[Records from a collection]
--------

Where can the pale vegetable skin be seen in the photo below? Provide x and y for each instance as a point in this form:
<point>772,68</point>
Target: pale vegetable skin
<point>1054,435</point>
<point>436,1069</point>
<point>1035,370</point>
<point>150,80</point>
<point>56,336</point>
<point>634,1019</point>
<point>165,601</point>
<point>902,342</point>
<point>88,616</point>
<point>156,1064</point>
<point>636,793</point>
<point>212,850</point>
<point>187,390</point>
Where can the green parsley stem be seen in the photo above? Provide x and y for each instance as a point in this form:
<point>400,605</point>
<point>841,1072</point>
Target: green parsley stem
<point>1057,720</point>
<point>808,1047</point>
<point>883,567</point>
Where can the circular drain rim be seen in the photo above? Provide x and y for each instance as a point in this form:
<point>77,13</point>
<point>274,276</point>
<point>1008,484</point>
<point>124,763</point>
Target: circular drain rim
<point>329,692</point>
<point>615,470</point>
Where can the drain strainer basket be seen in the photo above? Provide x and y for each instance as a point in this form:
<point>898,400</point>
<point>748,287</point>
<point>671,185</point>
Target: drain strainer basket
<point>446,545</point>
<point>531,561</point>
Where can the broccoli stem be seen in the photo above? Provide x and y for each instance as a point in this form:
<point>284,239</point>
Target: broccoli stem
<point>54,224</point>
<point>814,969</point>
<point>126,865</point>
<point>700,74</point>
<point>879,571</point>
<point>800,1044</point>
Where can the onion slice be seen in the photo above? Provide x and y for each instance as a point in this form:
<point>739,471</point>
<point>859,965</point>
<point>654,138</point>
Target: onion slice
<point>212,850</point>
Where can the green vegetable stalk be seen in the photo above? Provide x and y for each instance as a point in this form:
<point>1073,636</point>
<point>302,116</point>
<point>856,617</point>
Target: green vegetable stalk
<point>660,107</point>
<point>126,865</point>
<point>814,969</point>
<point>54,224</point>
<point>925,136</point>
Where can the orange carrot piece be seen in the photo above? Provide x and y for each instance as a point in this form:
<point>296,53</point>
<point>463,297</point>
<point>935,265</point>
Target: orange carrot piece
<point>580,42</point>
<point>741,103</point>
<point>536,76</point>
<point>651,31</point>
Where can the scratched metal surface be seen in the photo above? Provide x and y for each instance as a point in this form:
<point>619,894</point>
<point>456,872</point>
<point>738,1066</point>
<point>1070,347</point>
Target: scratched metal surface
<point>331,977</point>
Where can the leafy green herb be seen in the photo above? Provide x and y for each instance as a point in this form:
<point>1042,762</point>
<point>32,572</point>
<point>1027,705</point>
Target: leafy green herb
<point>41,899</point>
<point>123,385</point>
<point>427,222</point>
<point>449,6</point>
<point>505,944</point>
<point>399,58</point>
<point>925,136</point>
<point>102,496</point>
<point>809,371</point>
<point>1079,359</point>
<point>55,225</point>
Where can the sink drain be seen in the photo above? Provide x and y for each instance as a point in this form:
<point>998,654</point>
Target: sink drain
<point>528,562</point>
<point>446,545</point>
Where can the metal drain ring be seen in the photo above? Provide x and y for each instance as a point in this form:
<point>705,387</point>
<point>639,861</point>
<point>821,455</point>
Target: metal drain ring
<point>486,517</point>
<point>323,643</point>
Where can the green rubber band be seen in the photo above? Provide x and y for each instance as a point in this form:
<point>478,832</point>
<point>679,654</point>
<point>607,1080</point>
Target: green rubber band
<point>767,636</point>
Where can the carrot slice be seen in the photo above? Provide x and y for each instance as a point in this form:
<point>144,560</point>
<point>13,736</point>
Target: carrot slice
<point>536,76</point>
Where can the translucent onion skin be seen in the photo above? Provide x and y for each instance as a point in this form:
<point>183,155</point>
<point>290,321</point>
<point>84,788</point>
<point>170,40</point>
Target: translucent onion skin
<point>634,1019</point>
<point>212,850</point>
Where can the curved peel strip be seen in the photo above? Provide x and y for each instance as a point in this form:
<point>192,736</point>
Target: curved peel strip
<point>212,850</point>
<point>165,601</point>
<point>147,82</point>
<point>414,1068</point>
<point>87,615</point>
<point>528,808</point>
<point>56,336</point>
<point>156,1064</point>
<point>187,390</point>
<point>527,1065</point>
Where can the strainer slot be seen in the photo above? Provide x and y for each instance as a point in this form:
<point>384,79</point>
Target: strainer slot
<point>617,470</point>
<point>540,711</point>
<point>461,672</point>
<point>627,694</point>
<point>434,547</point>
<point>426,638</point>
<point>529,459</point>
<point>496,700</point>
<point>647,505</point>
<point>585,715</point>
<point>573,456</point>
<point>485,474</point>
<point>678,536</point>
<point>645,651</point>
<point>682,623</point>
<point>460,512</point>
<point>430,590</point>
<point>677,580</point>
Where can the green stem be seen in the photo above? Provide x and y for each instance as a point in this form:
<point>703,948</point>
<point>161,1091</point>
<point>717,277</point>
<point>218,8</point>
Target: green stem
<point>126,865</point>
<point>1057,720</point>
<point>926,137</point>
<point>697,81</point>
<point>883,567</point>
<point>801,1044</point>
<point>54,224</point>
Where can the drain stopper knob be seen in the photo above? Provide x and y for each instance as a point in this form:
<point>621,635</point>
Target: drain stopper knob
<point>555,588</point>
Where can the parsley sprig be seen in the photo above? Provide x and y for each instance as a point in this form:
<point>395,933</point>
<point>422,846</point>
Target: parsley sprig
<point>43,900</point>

--------

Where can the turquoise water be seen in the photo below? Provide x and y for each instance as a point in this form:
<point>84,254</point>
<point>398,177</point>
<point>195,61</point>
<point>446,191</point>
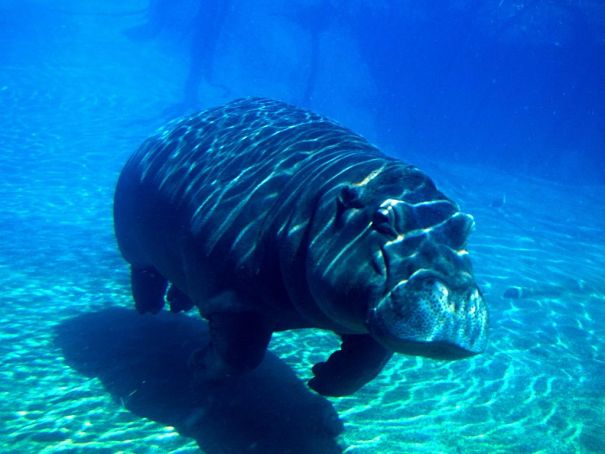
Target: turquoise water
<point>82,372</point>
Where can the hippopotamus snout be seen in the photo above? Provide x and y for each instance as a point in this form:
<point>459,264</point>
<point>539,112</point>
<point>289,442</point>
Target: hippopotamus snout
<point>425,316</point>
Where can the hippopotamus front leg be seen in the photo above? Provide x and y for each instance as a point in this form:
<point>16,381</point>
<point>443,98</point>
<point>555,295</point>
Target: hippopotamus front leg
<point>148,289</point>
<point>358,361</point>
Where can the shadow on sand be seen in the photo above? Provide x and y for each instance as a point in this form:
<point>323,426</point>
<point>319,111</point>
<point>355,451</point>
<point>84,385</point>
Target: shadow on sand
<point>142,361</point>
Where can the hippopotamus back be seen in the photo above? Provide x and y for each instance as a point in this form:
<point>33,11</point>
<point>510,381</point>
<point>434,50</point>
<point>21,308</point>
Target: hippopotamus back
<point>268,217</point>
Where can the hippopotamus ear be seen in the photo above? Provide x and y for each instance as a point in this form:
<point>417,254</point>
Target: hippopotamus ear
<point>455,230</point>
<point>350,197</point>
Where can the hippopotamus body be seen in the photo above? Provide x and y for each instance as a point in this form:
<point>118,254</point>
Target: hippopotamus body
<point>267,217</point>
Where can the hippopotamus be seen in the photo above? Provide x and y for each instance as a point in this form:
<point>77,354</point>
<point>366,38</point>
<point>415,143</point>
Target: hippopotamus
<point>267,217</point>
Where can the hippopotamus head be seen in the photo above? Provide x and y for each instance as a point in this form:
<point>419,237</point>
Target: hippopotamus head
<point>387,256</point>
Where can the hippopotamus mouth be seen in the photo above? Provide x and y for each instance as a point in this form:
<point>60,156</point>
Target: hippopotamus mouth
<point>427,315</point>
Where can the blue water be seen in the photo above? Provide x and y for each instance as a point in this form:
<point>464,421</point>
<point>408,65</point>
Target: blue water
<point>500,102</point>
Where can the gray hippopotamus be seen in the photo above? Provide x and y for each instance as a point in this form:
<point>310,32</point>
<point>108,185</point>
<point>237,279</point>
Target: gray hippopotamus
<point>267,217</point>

--------

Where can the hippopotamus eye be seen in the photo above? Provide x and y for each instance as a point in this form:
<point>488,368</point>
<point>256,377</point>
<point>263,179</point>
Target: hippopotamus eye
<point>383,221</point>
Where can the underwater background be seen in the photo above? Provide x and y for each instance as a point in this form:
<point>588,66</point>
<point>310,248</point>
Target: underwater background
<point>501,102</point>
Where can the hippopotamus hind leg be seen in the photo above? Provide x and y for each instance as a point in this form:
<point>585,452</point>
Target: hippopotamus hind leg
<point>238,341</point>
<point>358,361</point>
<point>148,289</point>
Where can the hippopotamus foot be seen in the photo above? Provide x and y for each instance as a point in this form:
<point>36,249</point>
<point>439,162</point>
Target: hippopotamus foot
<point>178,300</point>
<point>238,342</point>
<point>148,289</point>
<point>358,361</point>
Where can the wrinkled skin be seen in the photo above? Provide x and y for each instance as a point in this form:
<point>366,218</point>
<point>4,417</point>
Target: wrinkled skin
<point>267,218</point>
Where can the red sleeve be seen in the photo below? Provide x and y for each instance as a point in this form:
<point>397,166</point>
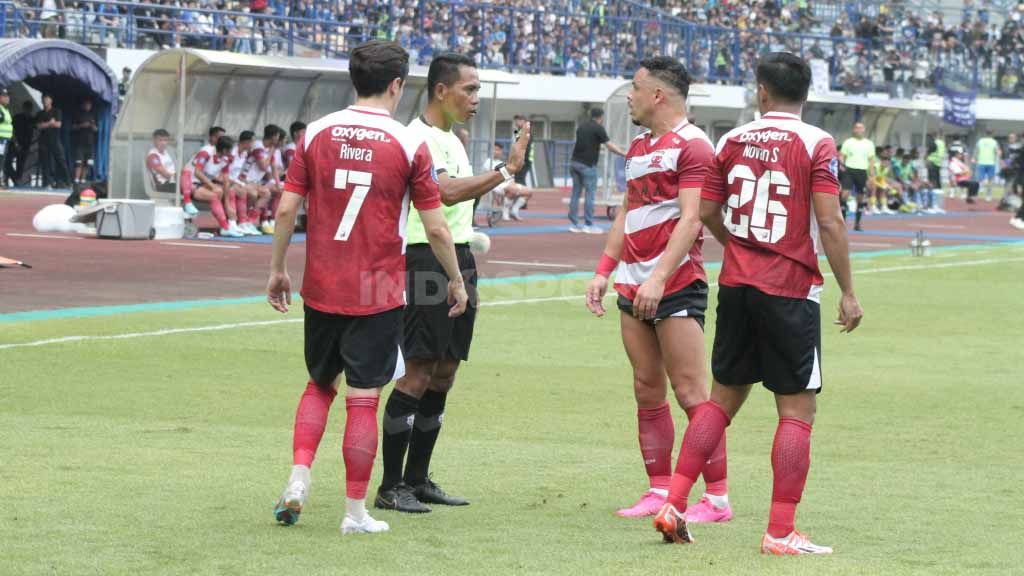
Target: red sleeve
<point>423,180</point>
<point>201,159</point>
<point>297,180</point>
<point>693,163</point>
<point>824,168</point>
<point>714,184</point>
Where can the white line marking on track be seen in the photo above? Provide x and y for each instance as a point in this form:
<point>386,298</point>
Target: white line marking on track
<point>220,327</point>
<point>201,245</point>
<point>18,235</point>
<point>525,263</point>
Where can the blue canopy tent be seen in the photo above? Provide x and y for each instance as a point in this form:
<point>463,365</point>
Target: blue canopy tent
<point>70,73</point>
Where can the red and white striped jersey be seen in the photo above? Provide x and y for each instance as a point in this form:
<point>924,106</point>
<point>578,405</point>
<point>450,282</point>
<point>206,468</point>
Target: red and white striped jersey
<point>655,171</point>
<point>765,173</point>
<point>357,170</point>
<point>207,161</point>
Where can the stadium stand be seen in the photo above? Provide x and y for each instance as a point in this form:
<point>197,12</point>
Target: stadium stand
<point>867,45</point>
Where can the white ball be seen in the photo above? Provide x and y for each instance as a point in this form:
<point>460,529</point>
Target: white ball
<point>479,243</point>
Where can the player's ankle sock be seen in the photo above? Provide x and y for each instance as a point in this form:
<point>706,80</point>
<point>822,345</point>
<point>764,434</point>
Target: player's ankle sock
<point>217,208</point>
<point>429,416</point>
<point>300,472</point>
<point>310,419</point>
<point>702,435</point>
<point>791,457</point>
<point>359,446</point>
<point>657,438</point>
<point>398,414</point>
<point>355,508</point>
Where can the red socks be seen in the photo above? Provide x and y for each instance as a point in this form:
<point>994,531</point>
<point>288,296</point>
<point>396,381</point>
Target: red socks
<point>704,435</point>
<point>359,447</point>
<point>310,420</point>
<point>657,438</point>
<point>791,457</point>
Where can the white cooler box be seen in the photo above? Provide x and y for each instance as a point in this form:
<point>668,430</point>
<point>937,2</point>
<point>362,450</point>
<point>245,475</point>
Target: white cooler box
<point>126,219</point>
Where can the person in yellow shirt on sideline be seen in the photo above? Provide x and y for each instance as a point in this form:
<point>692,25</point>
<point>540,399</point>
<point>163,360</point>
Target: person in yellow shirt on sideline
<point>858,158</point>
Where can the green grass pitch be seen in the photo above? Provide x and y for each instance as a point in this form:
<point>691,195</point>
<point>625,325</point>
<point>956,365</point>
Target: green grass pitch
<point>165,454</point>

--------

TASK TO CARRY OUT
Wherever the line holding "<point>1073,636</point>" falls in the entries above, copy exactly from it through the line holding "Where can the scratched", inclusive, and add nothing.

RESPONSE AREA
<point>1073,636</point>
<point>302,116</point>
<point>856,617</point>
Target: green vegetable stalk
<point>660,107</point>
<point>126,865</point>
<point>814,969</point>
<point>54,224</point>
<point>925,136</point>
Where can the orange carrot piece be seen in the photo above? Provide x and y for each instance as a point in this form:
<point>296,53</point>
<point>463,297</point>
<point>935,265</point>
Target: orange carrot piece
<point>580,42</point>
<point>741,103</point>
<point>536,76</point>
<point>651,31</point>
Where can the scratched metal surface be seen in the photo above? Provide x and y for each instance as a point in this form:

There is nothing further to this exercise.